* **QUELLENAUSZUG**

Nach erfolglosem Einspruchsverfahren gab das Finanzgericht (FG) der Klage, mit der die Kläger die Aufhebung der Verfügungen vom 5. August 1982 begehrten, statt. Die Bescheide seien unwirksam, weil sie nicht geeignet gewesen seien, gegenüber den Klägern wirksam festzustellen, daß der Nießbrauchsvertrag nicht anzuerkennen sei. Bei den Bescheiden handele es sich nicht um den Klägern zugesandte Ausfertigungen ein und desselben einheitlichen und gesonderten Feststellungsbescheides, sondern um sechs lediglich gesonderte Feststellungsbescheide gegen jeden Kläger. Die Regelung, die das FA mit den Bescheiden habe treffen wollen, sei auf diese Weise nicht zu erzielen. Gleichwohl seien die Bescheide aufzuheben, um den Rechtsschein einer wirksamen Regelung zu beseitigen. Das gelte auch für die Einspruchsentscheidung.

Dagegen richtet sich die Revision, mit der das FA Verletzung des § 179 Abs. 2 Satz 2 der Abgabenordnung (AO 1977) rügt. Das FG habe zu Unrecht entschieden, daß in den angefochtenen Bescheiden die einheitliche Feststellung nicht hinreichend deutlich auf die davon betroffenen Personen bezogen sei. Das FG habe auch nicht konkret dargestellt, wie die Einheitlichkeit der Entscheidung besser hätte formuliert werden können. Für den Erlaß eines negativen Feststellungsbescheides sei keine verbindliche Form vorgeschrieben.

(Gespeicherte Einträge)
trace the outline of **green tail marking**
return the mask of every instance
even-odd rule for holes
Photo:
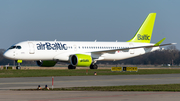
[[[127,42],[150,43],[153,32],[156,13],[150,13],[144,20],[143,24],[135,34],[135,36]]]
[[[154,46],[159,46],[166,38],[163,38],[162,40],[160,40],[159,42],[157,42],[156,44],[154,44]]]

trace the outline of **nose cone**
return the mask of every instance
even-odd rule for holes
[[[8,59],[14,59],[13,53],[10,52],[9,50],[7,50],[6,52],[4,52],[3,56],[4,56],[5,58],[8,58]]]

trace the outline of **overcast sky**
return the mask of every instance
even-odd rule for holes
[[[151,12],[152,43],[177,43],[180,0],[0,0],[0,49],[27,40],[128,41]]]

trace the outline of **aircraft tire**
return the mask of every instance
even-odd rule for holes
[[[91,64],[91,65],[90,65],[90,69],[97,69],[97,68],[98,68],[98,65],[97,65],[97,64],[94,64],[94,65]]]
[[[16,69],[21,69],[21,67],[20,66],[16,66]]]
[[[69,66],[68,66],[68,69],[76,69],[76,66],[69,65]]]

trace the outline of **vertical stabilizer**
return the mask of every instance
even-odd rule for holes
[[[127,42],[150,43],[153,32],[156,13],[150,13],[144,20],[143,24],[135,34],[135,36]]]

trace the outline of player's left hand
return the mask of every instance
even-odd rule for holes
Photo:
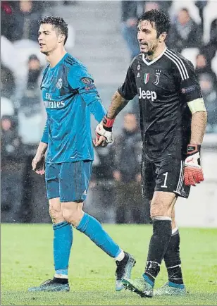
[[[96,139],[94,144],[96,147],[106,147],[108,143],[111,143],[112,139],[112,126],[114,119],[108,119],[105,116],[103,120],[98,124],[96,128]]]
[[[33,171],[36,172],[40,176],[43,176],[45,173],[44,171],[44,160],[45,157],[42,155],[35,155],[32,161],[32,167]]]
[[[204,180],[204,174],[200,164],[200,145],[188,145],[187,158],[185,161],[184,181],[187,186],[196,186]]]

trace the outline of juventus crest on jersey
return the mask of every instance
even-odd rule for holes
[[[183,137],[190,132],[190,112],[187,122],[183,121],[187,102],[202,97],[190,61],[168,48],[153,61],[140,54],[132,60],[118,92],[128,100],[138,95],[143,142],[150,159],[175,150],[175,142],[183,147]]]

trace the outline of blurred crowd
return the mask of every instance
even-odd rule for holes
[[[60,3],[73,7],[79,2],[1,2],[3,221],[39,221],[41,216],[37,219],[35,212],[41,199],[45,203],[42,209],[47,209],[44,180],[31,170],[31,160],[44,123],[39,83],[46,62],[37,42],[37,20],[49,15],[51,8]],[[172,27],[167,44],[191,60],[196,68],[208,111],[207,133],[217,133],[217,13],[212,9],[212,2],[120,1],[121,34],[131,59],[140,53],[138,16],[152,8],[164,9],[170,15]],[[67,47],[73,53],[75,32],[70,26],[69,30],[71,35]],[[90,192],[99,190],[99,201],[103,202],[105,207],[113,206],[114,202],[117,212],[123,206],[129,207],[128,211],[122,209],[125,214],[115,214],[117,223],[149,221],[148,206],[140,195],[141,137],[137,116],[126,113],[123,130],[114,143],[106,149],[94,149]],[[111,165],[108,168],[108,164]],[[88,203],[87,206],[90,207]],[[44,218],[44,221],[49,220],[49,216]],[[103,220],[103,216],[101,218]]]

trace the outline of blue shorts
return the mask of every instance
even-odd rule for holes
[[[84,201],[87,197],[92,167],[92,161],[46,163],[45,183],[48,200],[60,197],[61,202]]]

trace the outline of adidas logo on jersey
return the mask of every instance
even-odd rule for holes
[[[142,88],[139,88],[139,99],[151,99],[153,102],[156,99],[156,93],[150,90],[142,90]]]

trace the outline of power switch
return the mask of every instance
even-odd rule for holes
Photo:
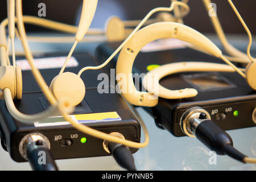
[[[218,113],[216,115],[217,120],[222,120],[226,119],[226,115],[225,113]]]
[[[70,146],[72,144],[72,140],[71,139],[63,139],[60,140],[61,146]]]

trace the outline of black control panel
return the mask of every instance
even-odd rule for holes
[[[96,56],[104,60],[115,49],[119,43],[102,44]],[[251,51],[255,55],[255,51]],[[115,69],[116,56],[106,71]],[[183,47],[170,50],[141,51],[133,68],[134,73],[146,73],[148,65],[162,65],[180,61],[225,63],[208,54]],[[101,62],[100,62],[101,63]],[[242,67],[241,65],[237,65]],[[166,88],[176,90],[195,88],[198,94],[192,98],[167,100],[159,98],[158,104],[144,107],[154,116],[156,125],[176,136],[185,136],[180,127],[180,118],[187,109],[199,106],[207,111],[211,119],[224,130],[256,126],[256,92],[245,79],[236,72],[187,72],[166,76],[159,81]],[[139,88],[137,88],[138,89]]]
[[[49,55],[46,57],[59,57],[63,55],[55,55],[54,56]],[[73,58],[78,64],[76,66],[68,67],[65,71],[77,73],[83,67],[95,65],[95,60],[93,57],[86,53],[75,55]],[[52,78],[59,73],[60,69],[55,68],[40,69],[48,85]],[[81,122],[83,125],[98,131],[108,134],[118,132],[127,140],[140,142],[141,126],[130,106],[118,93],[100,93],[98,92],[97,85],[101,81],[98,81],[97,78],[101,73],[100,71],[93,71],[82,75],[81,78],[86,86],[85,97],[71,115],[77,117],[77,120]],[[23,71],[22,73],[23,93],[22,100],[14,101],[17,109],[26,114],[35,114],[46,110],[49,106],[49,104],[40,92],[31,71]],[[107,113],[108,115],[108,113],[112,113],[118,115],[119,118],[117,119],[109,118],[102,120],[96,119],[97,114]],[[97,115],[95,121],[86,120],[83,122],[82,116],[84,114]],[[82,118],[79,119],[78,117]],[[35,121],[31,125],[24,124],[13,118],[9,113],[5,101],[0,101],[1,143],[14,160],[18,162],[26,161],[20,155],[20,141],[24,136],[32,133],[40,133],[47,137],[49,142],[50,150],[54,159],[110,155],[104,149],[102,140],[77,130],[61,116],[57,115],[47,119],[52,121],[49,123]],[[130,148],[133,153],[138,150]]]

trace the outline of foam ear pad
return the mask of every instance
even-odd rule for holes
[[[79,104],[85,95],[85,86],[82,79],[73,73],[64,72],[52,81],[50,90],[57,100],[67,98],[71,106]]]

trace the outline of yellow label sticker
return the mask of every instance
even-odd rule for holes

* **AUFGABEN**
- a) Erläutere in ein bis drei Sätzen, warum das FG laut Urteilsauszug die Bescheide aufhob, obwohl es sie für unwirksam hielt.
- b) Suche in der Liste jede Zeile heraus, die die Zeichenfolge „jersey“ enthält, und gib diese Zeilen unverändert wieder.
Urteilsauszug und Liste hängen inhaltlich nicht miteinander zusammen.

* **BEARBEITETE AUFGABEN**
- a) Die Bescheide waren aufzuheben, um den Rechtsschein einer wirksamen Regelung zu beseitigen. Unwirksam waren sie, weil es sich nicht um Ausfertigungen ein und desselben einheitlichen und gesonderten Feststellungsbescheides handelte. Vielmehr lagen sechs lediglich gesonderte Feststellungsbescheide gegen jeden Kläger vor.

- b)
trace the outline of juventus crest on jersey
trace the outline of adidas logo on jersey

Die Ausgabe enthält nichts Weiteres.